[TEXT PASSAGE — start]
Wednesday, July 24, 2024

Man cracks open skull in attempt to control dreams

A man from Russia’s Novosibirsk Region says he nearly died after trying to perform brain surgery on himself using a handheld drill with the aim of controlling his dreams.

As reported by BAZA, 40-year-old Mikhail Raduga got the idea to install an electrode in his brain over a year ago. He appears to have attracted a cult following on social media with his writings and research on sleep paralysis, out-of-body states, and astral projection.

In June, Raduga revealed that he had chosen himself as a test subject for his experiments. He said he had initially considered turning to professional neurosurgeons but, due to a number of factors, including possible criminal liability for clinicians who performed operations, he ultimately chose to do everything himself in his apartment using a drill he bought at a hardware store. 

Raduga says he carried out the operation on May 17 after studying hours of YouTube videos on neurosurgery, and experimenting on five sheep. However, due to a complete lack of surgical experience, he reported losing nearly a liter of blood during the four-hour surgery and nearly died.

“Do not repeat! It’s much harder and more dangerous than you might imagine. A four-hour video of the operation clearly demonstrates this,” Raduga told his followers.
[TEXT PASSAGE — finish]
[DATASET RECORDS — start]
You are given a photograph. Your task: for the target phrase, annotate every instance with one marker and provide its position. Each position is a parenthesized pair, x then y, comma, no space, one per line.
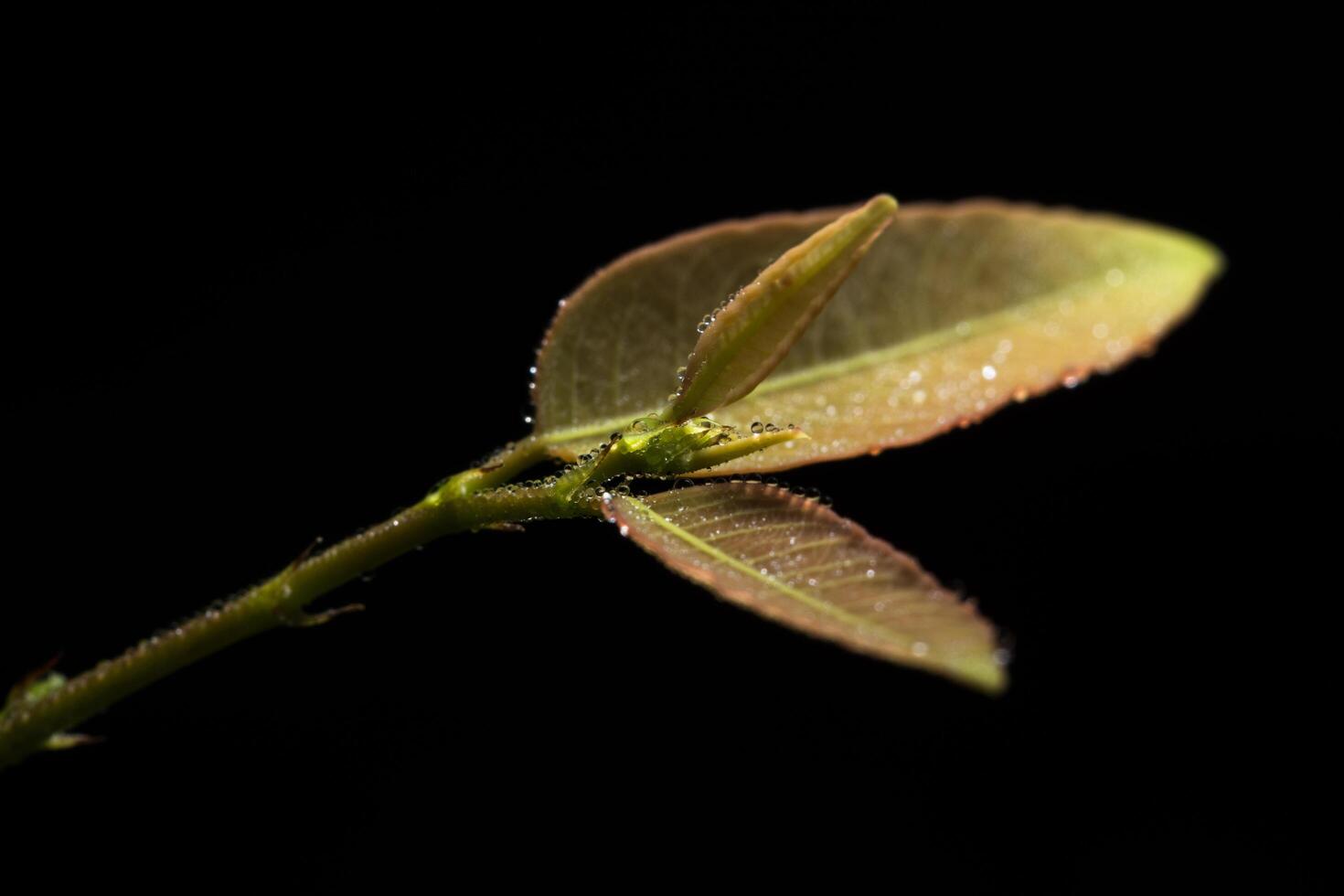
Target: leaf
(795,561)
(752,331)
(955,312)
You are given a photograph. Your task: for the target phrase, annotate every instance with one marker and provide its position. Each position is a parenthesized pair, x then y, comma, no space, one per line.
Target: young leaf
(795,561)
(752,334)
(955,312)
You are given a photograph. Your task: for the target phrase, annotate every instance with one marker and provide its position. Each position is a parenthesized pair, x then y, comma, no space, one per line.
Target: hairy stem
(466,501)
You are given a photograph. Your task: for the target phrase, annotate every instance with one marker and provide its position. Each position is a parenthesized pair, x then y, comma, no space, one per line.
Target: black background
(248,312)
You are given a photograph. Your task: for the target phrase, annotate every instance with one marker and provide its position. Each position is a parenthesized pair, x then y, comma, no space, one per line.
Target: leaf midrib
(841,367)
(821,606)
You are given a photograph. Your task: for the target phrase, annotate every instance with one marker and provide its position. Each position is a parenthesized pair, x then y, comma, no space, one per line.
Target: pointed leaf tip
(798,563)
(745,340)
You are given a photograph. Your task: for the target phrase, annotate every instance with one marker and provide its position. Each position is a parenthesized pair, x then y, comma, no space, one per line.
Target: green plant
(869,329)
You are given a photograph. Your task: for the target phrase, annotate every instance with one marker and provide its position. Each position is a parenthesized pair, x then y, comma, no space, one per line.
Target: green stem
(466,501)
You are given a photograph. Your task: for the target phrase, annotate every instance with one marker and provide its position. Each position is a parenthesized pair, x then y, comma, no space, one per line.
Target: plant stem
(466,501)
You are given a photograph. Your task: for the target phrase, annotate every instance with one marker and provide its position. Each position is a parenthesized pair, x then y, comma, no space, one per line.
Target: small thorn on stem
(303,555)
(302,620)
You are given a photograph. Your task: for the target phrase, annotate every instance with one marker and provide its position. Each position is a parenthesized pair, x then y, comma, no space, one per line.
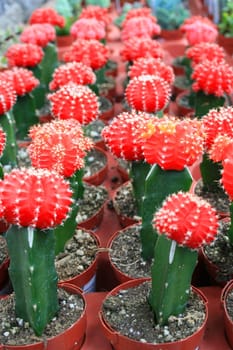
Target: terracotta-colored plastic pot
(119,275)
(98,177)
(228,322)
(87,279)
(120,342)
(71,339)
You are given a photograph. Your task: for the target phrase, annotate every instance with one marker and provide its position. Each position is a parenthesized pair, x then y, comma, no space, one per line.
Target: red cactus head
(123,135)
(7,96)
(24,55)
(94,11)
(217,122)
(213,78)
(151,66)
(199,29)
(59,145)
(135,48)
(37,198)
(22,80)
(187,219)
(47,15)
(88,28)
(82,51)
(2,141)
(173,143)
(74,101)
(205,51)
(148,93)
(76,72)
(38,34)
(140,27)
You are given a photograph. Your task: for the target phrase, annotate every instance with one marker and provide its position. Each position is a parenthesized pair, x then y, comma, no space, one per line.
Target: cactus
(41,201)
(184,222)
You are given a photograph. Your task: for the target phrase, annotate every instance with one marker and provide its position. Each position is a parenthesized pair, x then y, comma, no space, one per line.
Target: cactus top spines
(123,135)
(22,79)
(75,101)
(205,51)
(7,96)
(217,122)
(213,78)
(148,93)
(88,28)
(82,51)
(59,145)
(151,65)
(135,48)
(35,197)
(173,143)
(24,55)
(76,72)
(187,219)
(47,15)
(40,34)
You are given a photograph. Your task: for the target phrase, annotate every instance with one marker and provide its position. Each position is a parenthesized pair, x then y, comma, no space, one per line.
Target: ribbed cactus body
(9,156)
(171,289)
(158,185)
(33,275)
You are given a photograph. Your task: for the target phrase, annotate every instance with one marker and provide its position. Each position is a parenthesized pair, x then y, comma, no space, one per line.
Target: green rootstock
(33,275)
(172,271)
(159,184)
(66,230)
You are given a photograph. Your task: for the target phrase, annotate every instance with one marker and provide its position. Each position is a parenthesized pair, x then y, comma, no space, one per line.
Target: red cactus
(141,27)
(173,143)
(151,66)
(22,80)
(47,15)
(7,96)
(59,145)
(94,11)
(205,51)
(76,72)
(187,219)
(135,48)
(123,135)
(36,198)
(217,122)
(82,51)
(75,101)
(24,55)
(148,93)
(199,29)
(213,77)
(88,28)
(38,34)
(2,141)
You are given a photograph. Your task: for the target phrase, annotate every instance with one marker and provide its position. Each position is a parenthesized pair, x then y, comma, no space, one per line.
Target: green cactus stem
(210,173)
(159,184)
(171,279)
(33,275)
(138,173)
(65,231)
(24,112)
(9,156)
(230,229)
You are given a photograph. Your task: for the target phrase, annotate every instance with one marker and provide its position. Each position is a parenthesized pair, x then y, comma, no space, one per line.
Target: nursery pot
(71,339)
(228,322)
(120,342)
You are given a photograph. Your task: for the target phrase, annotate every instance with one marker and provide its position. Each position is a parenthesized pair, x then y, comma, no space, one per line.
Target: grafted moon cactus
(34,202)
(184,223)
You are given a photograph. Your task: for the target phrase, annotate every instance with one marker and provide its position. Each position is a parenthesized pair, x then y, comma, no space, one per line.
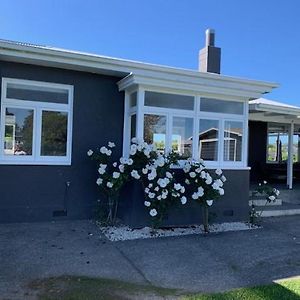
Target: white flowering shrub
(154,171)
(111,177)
[DATASET RECORDS — finish]
DIRECTIONS –
(1) In the news item about the man who drilled into his own skull, how much blood did Raduga report losing during the surgery?
(2) Carry on the news item about the man who drilled into his own skull, beginning after its final sentence.

RESPONSES BY ITEM NUMBER –
(1) He reported losing nearly a liter of blood.

(2)
In the gruesome footage of his operation, Raduga could be seen holding back the skin on his head using paper clips, and drilling into the back of his skull. He then proceeded to stick a platinum and silicon implant into his brain, which he claims allowed him to use electricity to trigger certain actions in dreams. Five weeks after the botched surgery, however, Raduga went to hospital to have the chip removed.

“I am glad I survived but I was ready to die,” he told the Daily Mail over the weekend, although he maintains that his ‘electrode’ has the potential to change the course of lucid dreams.

Professional neurosurgeons such as Alex Green of the University of Oxford, however, have slammed Raduga’s “extremely dangerous” actions and have warned that such operations should only be carried out by qualified experts.

“All sorts of complications could have happened,” Green told the Daily Mail. “For example, if he had caused bleeding from a cortical vein or an intracerebral vessel, he could have had a stroke with permanent deficit or death,” he said, adding that Raduga is now likely to be at risk of epilepsy.